## Directions for this task:
Locate each line in the listing below that contains the word "would" and copy those lines in full.

***

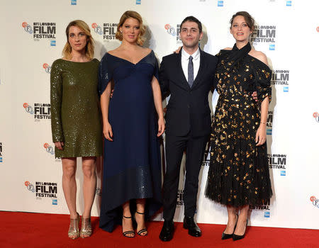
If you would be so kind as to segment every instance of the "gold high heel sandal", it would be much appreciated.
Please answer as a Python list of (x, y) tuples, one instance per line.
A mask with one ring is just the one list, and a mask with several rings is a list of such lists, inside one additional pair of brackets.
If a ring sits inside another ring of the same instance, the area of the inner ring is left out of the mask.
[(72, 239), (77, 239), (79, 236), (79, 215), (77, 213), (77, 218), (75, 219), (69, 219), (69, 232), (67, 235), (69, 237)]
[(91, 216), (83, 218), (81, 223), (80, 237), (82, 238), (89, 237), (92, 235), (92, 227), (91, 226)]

***

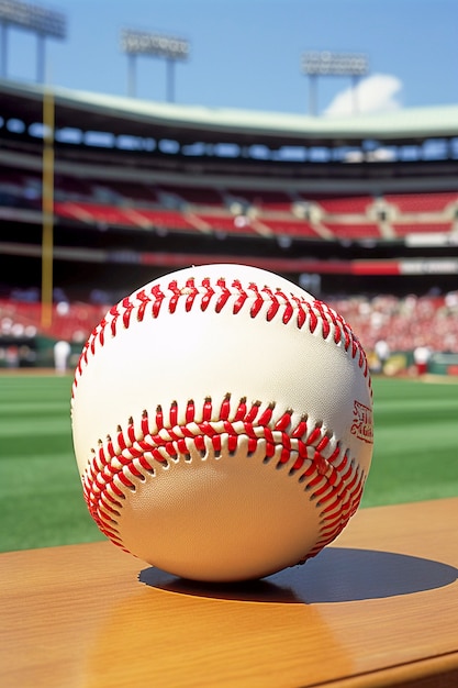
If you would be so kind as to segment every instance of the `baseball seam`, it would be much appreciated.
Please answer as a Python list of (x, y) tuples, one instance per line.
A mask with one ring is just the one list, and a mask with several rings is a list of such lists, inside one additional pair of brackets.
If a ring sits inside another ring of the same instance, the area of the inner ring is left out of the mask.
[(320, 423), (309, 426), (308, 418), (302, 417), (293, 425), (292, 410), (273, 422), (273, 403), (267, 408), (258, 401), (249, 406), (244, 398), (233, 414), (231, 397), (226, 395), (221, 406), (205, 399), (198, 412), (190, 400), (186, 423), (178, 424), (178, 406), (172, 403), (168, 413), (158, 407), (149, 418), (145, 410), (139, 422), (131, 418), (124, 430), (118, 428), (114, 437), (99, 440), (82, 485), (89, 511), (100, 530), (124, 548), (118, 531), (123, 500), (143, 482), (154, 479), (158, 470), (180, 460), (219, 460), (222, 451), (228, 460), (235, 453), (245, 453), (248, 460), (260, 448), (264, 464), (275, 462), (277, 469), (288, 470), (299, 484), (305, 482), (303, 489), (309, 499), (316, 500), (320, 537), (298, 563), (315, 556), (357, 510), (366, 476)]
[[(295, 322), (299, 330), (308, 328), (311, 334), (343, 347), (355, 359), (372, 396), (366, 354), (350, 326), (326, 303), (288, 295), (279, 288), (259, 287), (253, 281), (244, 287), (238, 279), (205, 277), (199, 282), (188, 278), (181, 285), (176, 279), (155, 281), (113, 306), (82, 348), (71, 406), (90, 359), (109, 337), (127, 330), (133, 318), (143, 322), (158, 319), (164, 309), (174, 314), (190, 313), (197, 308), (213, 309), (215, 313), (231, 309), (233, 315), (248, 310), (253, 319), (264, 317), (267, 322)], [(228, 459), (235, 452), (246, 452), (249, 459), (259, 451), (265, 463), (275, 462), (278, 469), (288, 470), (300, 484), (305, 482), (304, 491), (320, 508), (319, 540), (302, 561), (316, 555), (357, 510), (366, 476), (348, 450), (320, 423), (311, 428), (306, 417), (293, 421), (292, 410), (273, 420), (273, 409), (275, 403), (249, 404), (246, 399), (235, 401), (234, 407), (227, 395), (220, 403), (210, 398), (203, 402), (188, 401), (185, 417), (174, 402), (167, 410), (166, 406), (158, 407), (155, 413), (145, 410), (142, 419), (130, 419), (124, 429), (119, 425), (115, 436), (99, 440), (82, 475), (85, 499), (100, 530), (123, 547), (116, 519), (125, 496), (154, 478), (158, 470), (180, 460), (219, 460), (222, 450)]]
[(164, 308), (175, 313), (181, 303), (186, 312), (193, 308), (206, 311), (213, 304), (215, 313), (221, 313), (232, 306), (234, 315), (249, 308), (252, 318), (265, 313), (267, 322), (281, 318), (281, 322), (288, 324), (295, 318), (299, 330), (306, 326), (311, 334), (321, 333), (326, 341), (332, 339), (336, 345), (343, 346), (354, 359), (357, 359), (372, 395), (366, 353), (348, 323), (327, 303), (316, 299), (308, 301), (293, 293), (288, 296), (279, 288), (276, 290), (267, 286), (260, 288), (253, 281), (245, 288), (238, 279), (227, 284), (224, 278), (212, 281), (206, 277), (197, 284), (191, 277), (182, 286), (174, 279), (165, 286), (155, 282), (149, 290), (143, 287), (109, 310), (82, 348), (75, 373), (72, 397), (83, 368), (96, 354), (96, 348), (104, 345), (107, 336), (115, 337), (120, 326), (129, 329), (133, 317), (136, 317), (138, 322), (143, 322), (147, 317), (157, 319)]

***

## Exercise result:
If you would be so kind as to segment every instance of the "gold high heel sandal", it would be much appreciated.
If you would be so kind as to segment every instance of the `baseball seam`, it would be much appreciated.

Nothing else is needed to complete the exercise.